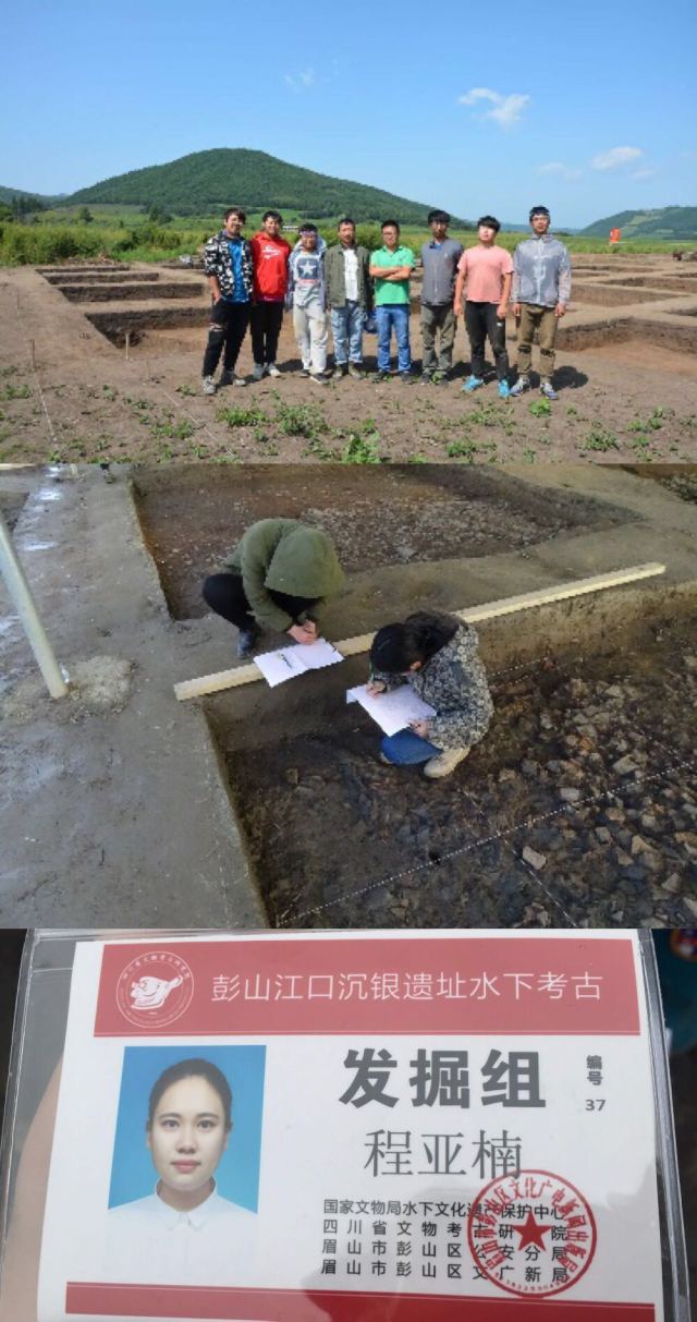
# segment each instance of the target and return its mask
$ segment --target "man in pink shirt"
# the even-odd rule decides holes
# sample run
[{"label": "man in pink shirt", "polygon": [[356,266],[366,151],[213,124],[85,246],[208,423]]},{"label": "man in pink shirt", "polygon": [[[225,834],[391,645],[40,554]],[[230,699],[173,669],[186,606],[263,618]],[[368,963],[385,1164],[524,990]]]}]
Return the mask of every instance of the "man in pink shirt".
=-=-=
Aim of the exercise: Reproduce the listing above verbatim, omitting the picture.

Finished exercise:
# segment each instance of the target and return its mask
$ segment --target "man in pink shirt"
# the even-odd rule decides holes
# sample run
[{"label": "man in pink shirt", "polygon": [[356,266],[366,151],[213,124],[85,246],[208,423]]},{"label": "man in pink shirt", "polygon": [[[225,834],[391,645],[40,554]],[[230,699],[173,669],[186,606],[263,618]],[[368,963],[385,1164],[524,990]]]}]
Return the mask of every instance of the "man in pink shirt".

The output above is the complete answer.